<<<<
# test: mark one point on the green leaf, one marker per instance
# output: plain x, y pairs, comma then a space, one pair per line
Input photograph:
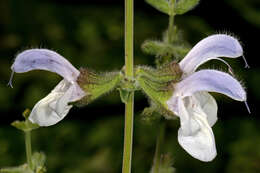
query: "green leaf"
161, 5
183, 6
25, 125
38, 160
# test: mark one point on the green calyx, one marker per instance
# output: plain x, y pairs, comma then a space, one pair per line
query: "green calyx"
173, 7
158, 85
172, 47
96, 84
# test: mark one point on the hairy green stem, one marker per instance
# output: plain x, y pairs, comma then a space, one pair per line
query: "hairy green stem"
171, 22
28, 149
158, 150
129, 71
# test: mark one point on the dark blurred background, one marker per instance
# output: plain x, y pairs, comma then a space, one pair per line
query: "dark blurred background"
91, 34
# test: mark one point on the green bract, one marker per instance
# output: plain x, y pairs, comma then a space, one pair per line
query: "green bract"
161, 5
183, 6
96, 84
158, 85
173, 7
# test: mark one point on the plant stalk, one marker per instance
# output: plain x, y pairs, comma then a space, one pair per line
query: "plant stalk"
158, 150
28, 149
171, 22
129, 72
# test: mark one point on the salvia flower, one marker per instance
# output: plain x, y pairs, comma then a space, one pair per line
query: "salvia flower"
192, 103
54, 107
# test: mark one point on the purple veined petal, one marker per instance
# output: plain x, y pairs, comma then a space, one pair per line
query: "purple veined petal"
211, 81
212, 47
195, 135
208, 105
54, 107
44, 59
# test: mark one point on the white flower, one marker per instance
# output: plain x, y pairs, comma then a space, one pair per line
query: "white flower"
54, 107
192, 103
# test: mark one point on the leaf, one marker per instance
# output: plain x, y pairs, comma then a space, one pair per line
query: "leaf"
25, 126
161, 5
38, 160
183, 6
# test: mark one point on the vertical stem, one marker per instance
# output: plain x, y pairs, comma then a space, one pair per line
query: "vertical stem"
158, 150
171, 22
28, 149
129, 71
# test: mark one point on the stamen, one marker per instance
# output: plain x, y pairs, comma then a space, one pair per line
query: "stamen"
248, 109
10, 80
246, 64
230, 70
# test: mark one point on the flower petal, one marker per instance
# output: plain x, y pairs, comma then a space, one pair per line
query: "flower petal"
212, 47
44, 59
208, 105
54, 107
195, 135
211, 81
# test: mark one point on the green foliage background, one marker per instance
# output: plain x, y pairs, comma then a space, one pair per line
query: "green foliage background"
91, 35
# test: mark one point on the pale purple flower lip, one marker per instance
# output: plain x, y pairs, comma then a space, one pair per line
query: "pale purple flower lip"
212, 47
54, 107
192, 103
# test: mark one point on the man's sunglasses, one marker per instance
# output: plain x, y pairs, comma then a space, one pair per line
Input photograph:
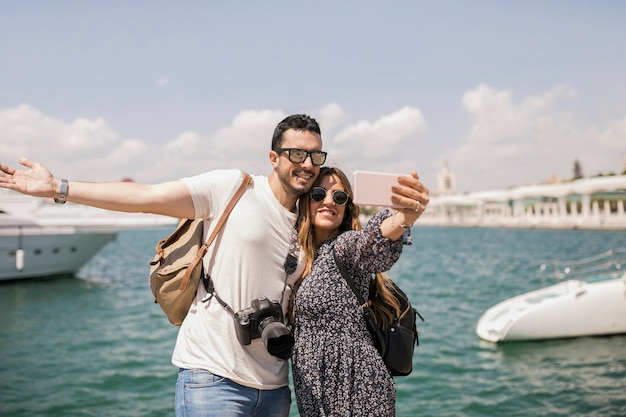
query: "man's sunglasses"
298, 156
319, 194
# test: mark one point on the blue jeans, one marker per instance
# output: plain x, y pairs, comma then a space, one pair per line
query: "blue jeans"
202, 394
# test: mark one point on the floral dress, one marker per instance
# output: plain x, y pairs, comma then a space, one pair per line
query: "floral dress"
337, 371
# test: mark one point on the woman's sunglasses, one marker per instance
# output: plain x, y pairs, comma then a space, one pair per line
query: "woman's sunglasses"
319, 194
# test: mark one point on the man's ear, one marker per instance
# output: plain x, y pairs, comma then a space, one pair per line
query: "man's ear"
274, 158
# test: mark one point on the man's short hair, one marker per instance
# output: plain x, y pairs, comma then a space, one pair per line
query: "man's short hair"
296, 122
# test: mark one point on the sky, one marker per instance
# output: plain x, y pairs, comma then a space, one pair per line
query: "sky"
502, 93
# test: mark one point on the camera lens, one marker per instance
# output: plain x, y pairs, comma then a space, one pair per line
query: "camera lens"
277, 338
>>>>
▸ **Exercise objective**:
Format the material from the line containing "# test: mark one point on the blue" through the end of the material as a two-column CSV with the headers instruction and answer. Give one row for each block of instruction text, with its coordinates in the answer column; put each field in quotes and replace line breaks with spaces.

▸ **Solution to the problem**:
instruction,answer
"# test: mark one point on the blue jeans, one marker per instance # output: plain x, y pairs, comma then a space, one pair per line query: ""blue jeans""","202, 394"
"# test: mark one point on the floral dress, one marker per instance # output: plain x, y pairs, comma then a space, one pair per line query: ""floral dress""","337, 371"
"# test: mark one point on the woman's sunglasses, one marker per instance # output: plain x, y pairs, comma then a space, one pair per line query: ""woman's sunglasses""","319, 194"
"# test: mark one point on the man's ear, one marker per instance # output: plain x, y pairs, comma then a space, one pair per line query: ""man's ear""","274, 158"
"# test: mark one point on the man's short hair, one marker per instance # output: plain x, y pairs, comma then a space, one pair per line query: ""man's short hair""","296, 122"
"# test: mark one point on the sky, one marker per instance # output: plain x, y pairs, comma then a space, one pair per line query: ""sky""","502, 93"
"# test: mark one point on the camera lens, one marker per instance # output: plain x, y pairs, comma then a space, one pair per line query: ""camera lens""","277, 338"